**The records:**
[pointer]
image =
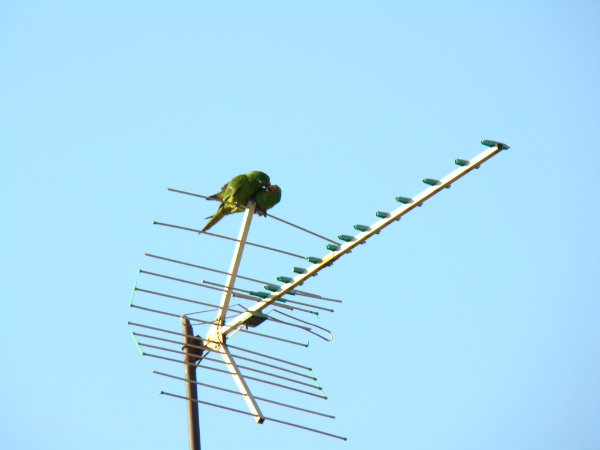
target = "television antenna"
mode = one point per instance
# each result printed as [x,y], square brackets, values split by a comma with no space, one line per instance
[246,366]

**To do:** Quote all the records verbatim, dropping any pictures from your copy.

**Correct response:**
[pointer]
image =
target = "television antenna"
mode = one point per instance
# each result printed as [x,y], square brackets, values split by a comma with no space, one line per instance
[246,366]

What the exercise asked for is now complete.